Exercise passage =>
A new device, the size of a postage stamp, may improve the efficiency in which clinicians can diagnose diseases.
Shivani Sathish, a Ph.D. student at Okinawa Institute of Science and Technology (OIST) Graduate University, led a team to develop a new printing stamp made of polydimethylsiloxane—a flexible solid similar to the rubber used in everyday stamps—to create the new diagnostic tool.
The team also developed an ink solution composed of molecules containing silicon and oxide called APTES and a surface out of glass.
After a short incubation, researchers coated the stamp with the ink and pressed it onto the glass.
They then sealed over glass a microfluidic device containing one or more microchannels configured to guide fluid through specific pathways. Bioreceptors are then chemically linked to the APTES regions within the microfluidic channels.
To diagnose a patient a fluid sample is delivered through the microfluidic device attached to the glass and if the pertinent disease biomarker is present, the molecule will stick to the areas containing the bioreceptors.
Sathish said one stamp can be used to prepare an assay with the ability to immobilize a variety of different bioreceptors, allowing for multiple tests and diagnoses on a single surface.
“Depending on your bioreceptor of interest, you just have to choose the appropriate chemistry to link the molecule with the APTES,” Sathish said in a statement. “If you get your bioreceptors pre-immobilized within microfluidic devices you can then use them as diagnostic tools as and when required.

Data =>
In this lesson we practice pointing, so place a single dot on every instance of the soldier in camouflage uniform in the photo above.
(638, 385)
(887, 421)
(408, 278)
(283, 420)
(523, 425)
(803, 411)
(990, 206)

Work instruction A => Summarize the passage on the stamp-sized diagnostic device in two sentences.
Work instruction B => Write the next part of the passage on the stamp-sized diagnostic device, starting after its final sentence.
The records have no connection to the passage on the stamp-sized diagnostic device.

Written answer A => A team led by OIST Ph.D. student Shivani Sathish made a polydimethylsiloxane stamp that prints an APTES ink onto glass, over which a microfluidic device is sealed and bioreceptors are chemically linked to the APTES regions in its channels. When a patient's fluid sample passes through, any disease biomarker present sticks to the bioreceptor areas, and one stamp can prepare an assay holding several different bioreceptors for multiple tests on a single surface.

Written answer B =>
“[Eventually] instead of having a whole clinical team that processes your sample…we’re hoping that the patients can do it themselves at home,” she added.
The industry currently uses microfluidic bioassay devices to diagnose diseases, which allow clinicians to measure the concentration of disease biomarkers within a patient’s biological sample such as blood.
These devices indicate the likelihood of a disease based on a comparison of the biomarker concentration in the sample relative to the normal level. The patient’s blood is passed across a surface containing immobilized bioreceptors that allow the research to record the abundance of the biomarkers and determine whether the level is normal.
However, the efficiency of the devices relies on how intact and functional the attached bioreceptors are, making it difficult to immobilize the bioreceptors without causing damage.